To be done: Print the listing as it stands, omitting all images.

— Start Record set —

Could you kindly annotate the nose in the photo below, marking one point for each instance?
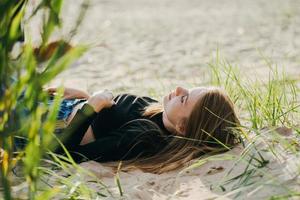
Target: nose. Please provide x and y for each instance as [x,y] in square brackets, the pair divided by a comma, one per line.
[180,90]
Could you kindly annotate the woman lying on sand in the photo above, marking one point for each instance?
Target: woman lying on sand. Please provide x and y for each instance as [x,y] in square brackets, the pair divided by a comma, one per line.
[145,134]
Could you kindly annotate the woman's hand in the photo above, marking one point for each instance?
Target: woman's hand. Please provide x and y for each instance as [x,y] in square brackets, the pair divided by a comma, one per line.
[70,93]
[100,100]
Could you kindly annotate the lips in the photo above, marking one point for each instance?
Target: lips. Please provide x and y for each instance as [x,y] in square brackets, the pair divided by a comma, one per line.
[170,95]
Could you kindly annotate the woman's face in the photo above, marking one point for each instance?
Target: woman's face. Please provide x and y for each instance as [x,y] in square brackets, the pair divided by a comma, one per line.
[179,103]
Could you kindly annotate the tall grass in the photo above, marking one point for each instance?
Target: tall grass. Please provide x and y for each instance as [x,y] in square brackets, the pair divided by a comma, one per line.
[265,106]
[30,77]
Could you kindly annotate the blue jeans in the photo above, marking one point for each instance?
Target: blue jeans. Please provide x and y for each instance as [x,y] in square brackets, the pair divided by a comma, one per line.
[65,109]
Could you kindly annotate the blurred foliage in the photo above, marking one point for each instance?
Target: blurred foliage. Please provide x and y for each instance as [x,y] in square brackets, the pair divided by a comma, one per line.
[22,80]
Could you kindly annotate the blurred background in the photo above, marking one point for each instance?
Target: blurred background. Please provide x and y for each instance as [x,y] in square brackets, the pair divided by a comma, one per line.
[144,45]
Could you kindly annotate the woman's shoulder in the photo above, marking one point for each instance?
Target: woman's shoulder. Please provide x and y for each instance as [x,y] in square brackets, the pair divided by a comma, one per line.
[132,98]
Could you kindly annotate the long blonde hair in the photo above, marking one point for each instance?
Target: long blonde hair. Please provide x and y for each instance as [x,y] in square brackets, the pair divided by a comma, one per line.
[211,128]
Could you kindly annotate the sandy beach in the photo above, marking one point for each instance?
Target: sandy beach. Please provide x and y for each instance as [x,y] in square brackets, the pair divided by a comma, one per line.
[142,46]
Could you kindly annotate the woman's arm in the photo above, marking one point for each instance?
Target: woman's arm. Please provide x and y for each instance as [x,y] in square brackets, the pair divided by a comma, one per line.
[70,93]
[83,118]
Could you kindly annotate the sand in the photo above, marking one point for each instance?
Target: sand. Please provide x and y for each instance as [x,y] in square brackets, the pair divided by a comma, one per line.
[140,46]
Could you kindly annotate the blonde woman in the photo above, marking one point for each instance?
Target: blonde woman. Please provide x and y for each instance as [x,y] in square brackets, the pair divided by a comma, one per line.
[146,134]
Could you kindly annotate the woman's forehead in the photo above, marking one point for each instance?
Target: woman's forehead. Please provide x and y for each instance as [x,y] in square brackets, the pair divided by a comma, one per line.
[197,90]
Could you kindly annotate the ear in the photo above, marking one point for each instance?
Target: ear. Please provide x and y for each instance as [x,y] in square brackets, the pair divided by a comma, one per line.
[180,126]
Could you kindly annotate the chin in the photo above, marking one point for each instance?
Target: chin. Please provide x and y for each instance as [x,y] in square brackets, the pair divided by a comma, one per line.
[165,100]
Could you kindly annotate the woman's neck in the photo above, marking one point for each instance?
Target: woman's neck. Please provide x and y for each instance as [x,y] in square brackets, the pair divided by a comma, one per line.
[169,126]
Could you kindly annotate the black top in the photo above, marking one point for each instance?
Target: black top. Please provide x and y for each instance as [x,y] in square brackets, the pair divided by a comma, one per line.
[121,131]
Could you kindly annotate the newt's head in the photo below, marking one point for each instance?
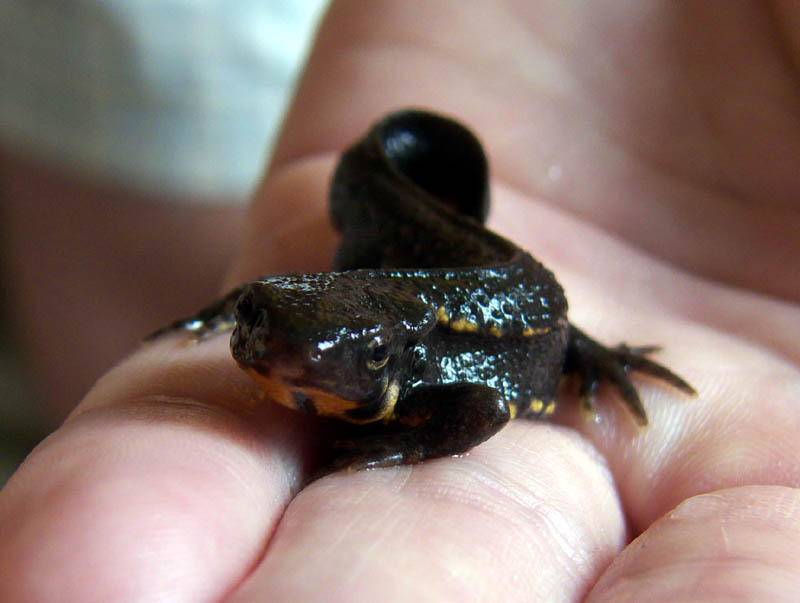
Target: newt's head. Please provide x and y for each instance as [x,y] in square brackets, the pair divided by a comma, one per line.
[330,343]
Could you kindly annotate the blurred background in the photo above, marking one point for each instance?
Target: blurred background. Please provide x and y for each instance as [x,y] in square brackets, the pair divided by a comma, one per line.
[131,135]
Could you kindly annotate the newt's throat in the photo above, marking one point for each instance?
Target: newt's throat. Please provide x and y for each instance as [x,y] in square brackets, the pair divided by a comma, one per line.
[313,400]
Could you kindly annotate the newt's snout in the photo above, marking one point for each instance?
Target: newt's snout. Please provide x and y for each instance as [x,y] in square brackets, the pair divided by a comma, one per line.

— End Record set —

Response:
Could you kindly annotate the nose in the photo below, marking one point for each instance?
Target: nose. Please provide x and y for each instance as [x,y] in square brackets, the pair divided by a comma, one per line.
[180,90]
Could you kindly annotate the woman lying on sand in the photo above, marking one point for each instance?
Target: woman lying on sand. Please provide x and y for each instance as [x,y] in square brackets, the pair divided by a comma, one per line.
[145,134]
Could you kindly annotate the woman's hand in the photo above, marking one point for each instance?
Target: woman's hand. Please provide x and y for each instance as [x,y] in square brackets, the pair divided by a comma, one per line.
[70,93]
[100,100]
Could you kindly annotate the lips in the photo above, marking one point for each instance?
Target: lips. Please provide x and y for each instance as [x,y] in square brackets, the pair divided by a comma, one per line.
[170,95]
Could you kindly annotate the woman's face in the photo above, marking one point for each instance?
Target: woman's face. Please provide x and y for each instance as [x,y] in square brackets, the pair divided by a comma, one per line.
[179,103]
Could you kindly annotate the tall grass in the photo above, marking one point for each instance?
Target: tall grass. Please provide x and y for each instance as [x,y] in square brackets, the pair divided by a comma, one per line.
[265,106]
[30,77]
Could you kindly annotate the blue jeans in the photo above, marking one point for each instance?
Target: blue jeans. Please provide x and y for each instance as [x,y] in square brackets, the pair divided by a comma, one per line.
[65,109]
Could you kindly annotate the blurred foliage in the photo above, marking one point for each instance?
Target: blurred foliage. Please provide x and y for each instance as [x,y] in square brackets, the pair divided by a comma, one per line.
[22,80]
Could you kindly annotate the blurred background in the photo above, marking one point for each instance?
Target: blurred background. Please provide x and y for each instance as [x,y] in square brackets, the pair divided by a comma, one per line.
[144,45]
Could you kindly annotate the woman's shoulder in the photo above, marking one point for each instance?
Target: woman's shoulder. Please provide x and y for each instance as [x,y] in square brackets, the pair divided by a comma, one per line.
[132,98]
Could you kindly annotate the long blonde hair in the photo above, marking one point for each instance?
Target: long blonde hair. Please provide x and y for each instance as [x,y] in square brackets, the pair divided by a comma, one per line.
[211,128]
Could you kindly annotate the sandy beach in the photo above, marking one point for each instance?
Target: sandy beach. Please provide x and y for each instance as [x,y] in square brackets, the pair divided by a comma, one per line.
[142,46]
Could you kindly annotate the woman's arm in the photo above, marking one point for each instance?
Target: woman's arm. Please provide x and y for each instance as [x,y] in square brackets, the pair divided by a comma, one per line.
[70,93]
[83,118]
Could you kindly annotate the sand in the photo above, marking one point for each instance?
Target: sand. Please provide x and y for each instance as [x,y] in square brackets, the pair divided by a comma, one per line.
[140,46]
Could you kindly annotate the blonde woman in the photo above, marking one point for each instance?
Target: blonde woman. Please provide x and y for each instance as [x,y] in square brackets, the pair divided by a comma, one per line.
[146,134]
Could you kindly annotate the woman's forehead in the photo above, marking one point for each instance?
Target: woman's forehead. Please provide x and y for each instance as [x,y] in square brackets, the pair divided by a comma, one per line.
[197,90]
Could you kindly annotate the ear in the photo above, marking one point for each instance?
Target: ear. Please provide x and y for each instance as [x,y] in square brackets, the pair divided by a comma, one per line.
[180,126]
Could you kindly annotate the chin in the photo above, marking one point for each instance?
Target: chin. Please provide x and y for each instance as [x,y] in square brackets, the pair divided by a comma, one per line.
[165,100]
Could you kindly annotate the woman's neck in the photo above, marking one point for each instance?
Target: woman's neck. Please provide x and y for each instance as [x,y] in square brackets, the pair divided by a comma, one per line.
[169,126]
Could you kindly annotate the black top in the photo above, marking one point for each instance?
Target: black top. Please provide x and y for each instance as [x,y] in square brackets, the pair divided by a comma, one per line.
[121,131]
Could you kindly annotate the newt's head in the photo below, marking one point for each instance?
Target: newt's head. Please provide x and y for each instance as [x,y] in square brackets, the pair divided by a comma, one per line.
[330,343]
Could you kindly annotate the blurred background in the photo above, marking one point for each instance?
Target: blurred background. Please provide x and y for each instance as [x,y] in square brackets, the pair divided by a comma, one per line.
[131,135]
Could you kindly annotate the newt's throat in the photo above, marking one point for each instance?
Target: newt's throat. Please provide x and y for each instance as [x,y] in square brackets, the pair divided by a comma, one per line.
[313,400]
Could you kindly annotate the newt's snout in the photo above, marking one point for each instance?
Target: newt's snout. Please provide x and y for each instance as [x,y] in square brackets, the pair divided by a comma, one per line.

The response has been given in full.